Raw records:
* Begin *

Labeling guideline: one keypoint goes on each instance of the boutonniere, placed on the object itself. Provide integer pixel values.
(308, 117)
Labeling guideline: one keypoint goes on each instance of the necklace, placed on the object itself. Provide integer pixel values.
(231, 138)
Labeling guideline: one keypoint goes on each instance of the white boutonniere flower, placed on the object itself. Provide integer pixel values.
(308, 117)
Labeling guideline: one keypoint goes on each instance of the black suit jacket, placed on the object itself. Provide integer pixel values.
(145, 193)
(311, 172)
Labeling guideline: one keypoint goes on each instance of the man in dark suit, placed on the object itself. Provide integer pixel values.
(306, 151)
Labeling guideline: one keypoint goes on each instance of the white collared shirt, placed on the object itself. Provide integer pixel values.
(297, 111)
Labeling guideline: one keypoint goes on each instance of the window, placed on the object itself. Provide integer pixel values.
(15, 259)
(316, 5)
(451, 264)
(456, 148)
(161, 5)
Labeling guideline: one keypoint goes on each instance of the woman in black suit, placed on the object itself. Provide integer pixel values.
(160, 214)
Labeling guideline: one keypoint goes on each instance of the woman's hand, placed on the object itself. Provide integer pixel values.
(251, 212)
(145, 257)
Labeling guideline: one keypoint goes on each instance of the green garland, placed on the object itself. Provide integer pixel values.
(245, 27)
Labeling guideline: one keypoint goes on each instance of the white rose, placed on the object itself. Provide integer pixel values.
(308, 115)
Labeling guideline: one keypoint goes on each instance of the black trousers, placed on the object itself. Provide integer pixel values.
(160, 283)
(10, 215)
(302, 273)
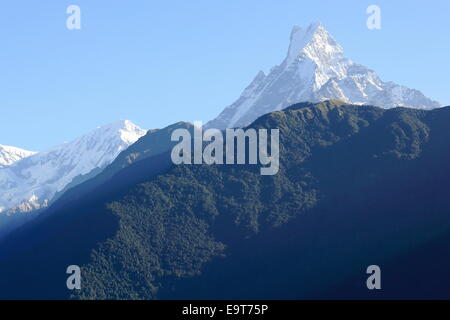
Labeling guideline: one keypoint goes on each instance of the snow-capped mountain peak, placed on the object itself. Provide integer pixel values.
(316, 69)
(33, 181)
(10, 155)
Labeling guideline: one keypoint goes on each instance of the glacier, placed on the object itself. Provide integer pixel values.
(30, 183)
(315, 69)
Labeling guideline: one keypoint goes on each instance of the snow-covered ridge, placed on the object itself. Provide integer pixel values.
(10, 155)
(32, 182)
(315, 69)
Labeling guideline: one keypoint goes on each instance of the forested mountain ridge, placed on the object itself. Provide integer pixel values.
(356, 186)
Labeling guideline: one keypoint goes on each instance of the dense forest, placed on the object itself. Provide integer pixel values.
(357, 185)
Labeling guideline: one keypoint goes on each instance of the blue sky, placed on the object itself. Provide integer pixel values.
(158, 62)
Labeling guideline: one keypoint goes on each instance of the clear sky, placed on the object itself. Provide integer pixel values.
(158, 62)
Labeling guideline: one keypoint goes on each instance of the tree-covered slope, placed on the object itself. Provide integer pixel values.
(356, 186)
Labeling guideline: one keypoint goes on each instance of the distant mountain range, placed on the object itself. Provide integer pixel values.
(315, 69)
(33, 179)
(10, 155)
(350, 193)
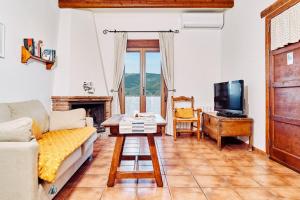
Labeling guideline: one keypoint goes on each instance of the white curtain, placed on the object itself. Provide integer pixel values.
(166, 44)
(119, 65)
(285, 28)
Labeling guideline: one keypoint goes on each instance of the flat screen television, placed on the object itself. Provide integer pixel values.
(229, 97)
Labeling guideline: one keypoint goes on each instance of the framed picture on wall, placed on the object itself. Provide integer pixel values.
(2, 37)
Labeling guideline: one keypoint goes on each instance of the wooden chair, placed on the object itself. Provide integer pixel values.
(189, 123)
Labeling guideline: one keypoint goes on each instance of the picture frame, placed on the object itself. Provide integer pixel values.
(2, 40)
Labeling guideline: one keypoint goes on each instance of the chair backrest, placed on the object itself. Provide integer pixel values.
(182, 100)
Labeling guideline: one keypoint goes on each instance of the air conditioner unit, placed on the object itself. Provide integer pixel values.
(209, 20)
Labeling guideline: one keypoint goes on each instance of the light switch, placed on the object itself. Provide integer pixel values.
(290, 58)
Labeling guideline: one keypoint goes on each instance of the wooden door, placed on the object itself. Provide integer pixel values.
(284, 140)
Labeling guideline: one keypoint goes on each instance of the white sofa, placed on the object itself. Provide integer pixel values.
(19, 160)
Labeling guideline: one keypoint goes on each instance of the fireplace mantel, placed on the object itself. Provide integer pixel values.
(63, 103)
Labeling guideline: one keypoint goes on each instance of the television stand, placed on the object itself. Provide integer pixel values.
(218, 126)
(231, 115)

* End *
* Begin *

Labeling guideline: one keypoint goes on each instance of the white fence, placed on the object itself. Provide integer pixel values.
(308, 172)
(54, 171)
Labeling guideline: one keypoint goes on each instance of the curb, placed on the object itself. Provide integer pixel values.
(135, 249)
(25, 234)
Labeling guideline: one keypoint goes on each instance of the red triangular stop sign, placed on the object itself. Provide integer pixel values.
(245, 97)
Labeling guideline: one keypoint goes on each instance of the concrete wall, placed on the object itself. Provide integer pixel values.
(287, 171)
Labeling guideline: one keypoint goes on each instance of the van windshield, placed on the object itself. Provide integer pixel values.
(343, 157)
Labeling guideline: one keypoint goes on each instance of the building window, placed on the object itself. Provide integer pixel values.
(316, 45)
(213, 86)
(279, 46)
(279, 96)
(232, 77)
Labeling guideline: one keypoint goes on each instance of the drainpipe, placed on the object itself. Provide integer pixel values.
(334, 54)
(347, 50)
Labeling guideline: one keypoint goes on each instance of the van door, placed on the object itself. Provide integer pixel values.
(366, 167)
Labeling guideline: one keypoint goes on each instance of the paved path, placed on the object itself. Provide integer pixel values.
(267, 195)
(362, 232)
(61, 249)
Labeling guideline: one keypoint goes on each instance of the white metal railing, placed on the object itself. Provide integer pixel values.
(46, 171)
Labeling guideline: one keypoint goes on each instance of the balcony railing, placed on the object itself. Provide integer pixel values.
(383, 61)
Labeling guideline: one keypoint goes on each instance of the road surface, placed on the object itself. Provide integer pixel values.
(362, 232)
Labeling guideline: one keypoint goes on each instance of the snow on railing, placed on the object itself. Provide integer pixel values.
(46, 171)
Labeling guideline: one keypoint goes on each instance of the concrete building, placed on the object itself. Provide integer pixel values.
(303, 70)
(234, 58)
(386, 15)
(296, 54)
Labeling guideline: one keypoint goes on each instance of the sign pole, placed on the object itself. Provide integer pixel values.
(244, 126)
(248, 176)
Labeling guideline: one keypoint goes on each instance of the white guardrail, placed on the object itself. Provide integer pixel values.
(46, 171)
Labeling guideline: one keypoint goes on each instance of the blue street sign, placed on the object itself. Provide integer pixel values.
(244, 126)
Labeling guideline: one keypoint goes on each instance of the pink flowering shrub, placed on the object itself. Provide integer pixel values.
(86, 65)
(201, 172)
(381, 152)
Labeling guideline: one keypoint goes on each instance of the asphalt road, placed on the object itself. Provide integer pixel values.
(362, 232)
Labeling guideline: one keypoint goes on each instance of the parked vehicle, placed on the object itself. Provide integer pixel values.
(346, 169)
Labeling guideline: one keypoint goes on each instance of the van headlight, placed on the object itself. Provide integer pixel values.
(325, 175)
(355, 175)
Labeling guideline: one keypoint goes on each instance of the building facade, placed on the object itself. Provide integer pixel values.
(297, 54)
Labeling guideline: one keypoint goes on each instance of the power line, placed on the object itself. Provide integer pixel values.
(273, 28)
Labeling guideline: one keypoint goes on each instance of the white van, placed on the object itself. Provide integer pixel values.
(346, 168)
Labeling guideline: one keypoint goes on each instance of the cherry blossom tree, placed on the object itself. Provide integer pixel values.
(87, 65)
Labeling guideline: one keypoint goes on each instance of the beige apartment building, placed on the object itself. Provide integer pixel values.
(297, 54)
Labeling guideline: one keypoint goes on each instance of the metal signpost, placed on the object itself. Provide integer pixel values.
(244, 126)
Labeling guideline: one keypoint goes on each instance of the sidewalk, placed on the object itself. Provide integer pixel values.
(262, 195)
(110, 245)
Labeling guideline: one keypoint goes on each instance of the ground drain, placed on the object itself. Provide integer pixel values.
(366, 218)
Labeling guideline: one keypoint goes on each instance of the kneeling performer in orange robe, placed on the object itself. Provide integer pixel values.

* End *

Tally the lines in the rows above that contain the string "black", treating uppercase and lowercase as different, and give only the number.

— Solved problem —
3